__PROBLEM TO WORK ON__. Restate the entries word for word, omitting nothing.

─── INPUT FOR THIS TASK

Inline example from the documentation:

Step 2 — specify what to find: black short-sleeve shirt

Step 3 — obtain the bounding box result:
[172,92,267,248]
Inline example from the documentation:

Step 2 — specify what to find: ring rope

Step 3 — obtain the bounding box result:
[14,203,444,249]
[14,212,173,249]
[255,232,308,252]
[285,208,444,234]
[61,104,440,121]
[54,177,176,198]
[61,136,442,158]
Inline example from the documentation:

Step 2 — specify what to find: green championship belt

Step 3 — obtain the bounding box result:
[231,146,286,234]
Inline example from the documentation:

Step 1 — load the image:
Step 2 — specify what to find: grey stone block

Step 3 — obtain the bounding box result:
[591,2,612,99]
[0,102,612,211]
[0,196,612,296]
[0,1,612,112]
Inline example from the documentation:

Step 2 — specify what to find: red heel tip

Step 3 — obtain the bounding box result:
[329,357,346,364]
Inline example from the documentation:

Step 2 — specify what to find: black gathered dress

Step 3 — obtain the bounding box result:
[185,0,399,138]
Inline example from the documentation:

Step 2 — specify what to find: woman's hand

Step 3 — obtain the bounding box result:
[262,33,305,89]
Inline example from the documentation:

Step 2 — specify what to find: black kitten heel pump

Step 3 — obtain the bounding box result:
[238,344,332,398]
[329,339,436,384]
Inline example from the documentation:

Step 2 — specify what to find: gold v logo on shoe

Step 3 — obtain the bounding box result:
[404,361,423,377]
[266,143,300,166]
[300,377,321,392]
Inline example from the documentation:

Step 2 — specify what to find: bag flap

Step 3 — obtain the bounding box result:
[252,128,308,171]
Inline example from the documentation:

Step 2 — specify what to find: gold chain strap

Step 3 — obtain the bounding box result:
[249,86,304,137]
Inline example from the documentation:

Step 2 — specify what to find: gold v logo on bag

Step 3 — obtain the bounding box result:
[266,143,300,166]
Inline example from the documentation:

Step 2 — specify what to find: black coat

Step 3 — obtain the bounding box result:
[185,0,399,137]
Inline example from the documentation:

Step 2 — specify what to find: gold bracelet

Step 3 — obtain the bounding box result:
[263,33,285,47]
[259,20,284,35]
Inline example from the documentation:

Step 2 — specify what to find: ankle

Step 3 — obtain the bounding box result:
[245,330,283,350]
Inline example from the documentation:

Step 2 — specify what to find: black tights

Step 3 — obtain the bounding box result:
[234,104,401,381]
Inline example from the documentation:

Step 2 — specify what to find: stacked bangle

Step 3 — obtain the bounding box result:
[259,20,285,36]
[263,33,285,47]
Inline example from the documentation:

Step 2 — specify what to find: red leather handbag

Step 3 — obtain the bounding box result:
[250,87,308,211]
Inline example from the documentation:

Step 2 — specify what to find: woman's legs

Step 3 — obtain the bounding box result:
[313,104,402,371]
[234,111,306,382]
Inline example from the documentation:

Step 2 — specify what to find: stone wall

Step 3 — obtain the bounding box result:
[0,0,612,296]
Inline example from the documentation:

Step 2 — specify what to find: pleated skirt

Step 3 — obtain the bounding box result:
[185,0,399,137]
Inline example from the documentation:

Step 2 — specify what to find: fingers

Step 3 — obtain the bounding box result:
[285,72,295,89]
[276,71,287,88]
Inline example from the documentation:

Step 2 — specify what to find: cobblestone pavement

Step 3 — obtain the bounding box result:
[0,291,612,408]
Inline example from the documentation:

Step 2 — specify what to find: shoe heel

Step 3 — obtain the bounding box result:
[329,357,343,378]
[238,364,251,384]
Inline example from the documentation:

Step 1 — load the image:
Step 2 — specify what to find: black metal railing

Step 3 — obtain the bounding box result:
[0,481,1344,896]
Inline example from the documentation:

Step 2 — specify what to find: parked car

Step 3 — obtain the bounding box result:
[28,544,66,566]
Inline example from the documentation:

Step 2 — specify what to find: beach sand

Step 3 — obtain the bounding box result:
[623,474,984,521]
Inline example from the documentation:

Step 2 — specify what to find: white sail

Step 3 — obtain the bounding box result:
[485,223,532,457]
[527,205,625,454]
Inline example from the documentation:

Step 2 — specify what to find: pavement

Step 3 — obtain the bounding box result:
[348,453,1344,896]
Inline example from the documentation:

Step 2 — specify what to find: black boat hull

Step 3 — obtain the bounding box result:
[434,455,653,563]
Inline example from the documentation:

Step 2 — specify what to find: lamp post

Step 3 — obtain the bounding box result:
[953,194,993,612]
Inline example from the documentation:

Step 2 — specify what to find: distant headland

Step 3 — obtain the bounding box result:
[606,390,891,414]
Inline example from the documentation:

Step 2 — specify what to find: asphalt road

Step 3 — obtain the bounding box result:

──────

__ANSWER TO THIS EXERCISE__.
Inline example from the documentation:

Step 2 — specify what to find: black short-sleeve shirt

Step 3 — obtain the bounding box result:
[172,92,267,248]
Inline example from the documentation:

Step 2 — specify what to find: ring rope

Step 3 — obtain the bounding box result:
[14,203,444,249]
[14,212,173,249]
[255,232,308,252]
[285,208,444,234]
[61,104,440,121]
[54,177,176,198]
[61,136,442,158]
Inline example from the documentation:

Step 2 — specify what to find: green championship belt

Step 3 — obtain the bounding box result:
[231,146,286,234]
Inline example from the documentation:

Step 1 — load the image:
Step 2 — specify what to find: grey stone block

Step 3 — obtain the bounding box result:
[591,2,612,99]
[0,102,612,211]
[0,196,612,296]
[0,1,612,112]
Inline example from the documentation:

Step 2 — specify what to find: red heel tip

Step 3 — obtain the bounding box result:
[329,357,346,364]
Inline example from the documentation:

Step 2 — specify what to find: black gathered dress

Step 3 — obtain the bounding box result:
[185,0,399,138]
Inline example from the documentation:

Step 2 — specify what to find: woman's hand

Step 3 — obtain the bounding box result:
[262,33,305,89]
Inline example from the documentation:

Step 2 — specify what to find: black kitten heel pump

Step 3 — obtain the bounding box result:
[238,344,332,398]
[329,339,436,384]
Inline example from the documentation:

Step 2 — specify what to find: gold v logo on shoe

Step 3 — obtain the bounding box result:
[404,361,423,377]
[266,143,300,166]
[300,377,321,392]
Inline example from the documentation:

Step 2 — specify what to find: bag flap

Step 3 — obtain the bounding box result:
[252,128,308,171]
Inline example from the documentation:

Step 2 — specify what to find: gold chain strap

Step 3 — obtain the bounding box result:
[249,86,304,137]
Inline example from the documentation:

Step 2 — specify what to find: gold v logo on bag

Step 3 — obtain the bounding box result:
[266,143,300,166]
Inline example from the documentation:

Step 2 — specify what to find: black coat

Step 3 — obtain the bounding box result:
[185,0,399,137]
Inline example from the documentation:

Step 2 — specify what to find: gold bracelet

Step 3 — obtain the bounding box result:
[263,33,285,47]
[259,20,284,35]
Inline example from the documentation:

Step 2 — specify what to find: ankle

Step 3 — obtain the bounding box result:
[245,330,283,350]
Inline example from the documentation:

Step 2 — specify what to find: black tights

Step 3 — obtain the bounding box result:
[234,104,401,381]
Inline example from the documentation:

Step 2 — specify what to find: stacked bangle

Step 3 — obtain the bounding box result:
[259,20,285,36]
[263,33,285,47]
Inline example from the documentation:

Step 2 — specify what to find: red leather handbag

Step 3 — obtain the bounding box result:
[250,87,308,211]
Inline example from the documentation:

Step 2 — specify what to find: woman's legs

Step 3 — obtain the bounding box result:
[313,104,402,371]
[234,111,306,382]
Inline example from the documentation:

Step 2 — specify what to find: stone wall

Step 3 — obtain the bounding box result:
[0,0,612,296]
Inline example from the documentation:

Step 2 — specify what to find: pleated skirt

Step 3 — obtain the bounding box result:
[185,0,399,137]
Inline example from the documentation:

Step 2 — specify what to find: fingers

Step 3 — obtain the bounding box result:
[285,72,295,89]
[276,71,287,88]
Inline example from the documentation:

Step 2 — specify what to find: cobblestone pavement

Step 3 — obtain the bounding box result:
[0,291,612,408]
Inline example from the documentation:

Step 2 — specify what to find: shoe heel

Step 3 — obtain the bounding box result:
[329,357,343,378]
[238,364,251,384]
Inline example from the documentation:

Step 1 — load the image:
Step 2 — specify what to find: black metal railing

Step 3 — obtain the bounding box result:
[0,481,1344,896]
Inline example from the documentation:

Step 2 — specify what to find: parked car

Step 3 — obtain the bounding box result:
[28,544,66,566]
Inline example from the documentation:

Step 2 — specify what to find: beach sand

Step 3 — obtain the bounding box result:
[623,474,984,521]
Inline example from the documentation:

Step 2 — specify what to find: white sail

Step 3 — obtain the bounding box result:
[485,223,532,457]
[527,205,625,454]
Inline example from the documentation:

Step 2 — specify what to find: pavement

Step 3 — obtain the bounding box result:
[348,453,1344,896]
Inline example from the documentation:

Step 2 — specify what to find: black boat hull

Step 3 — obtain the bounding box result:
[434,455,653,563]
Inline example from the documentation:

Step 2 — specify what to find: lamp post

Step 3 — obtain the bounding box result:
[953,194,993,612]
Inline example from the documentation:

Step 2 — specify what to find: distant headland

Step 3 — obtain the bounding box result:
[606,390,891,414]
Inline example from the documentation:

Step 2 — specify what to find: asphalt road

Step 3 — obtain the bounding box result:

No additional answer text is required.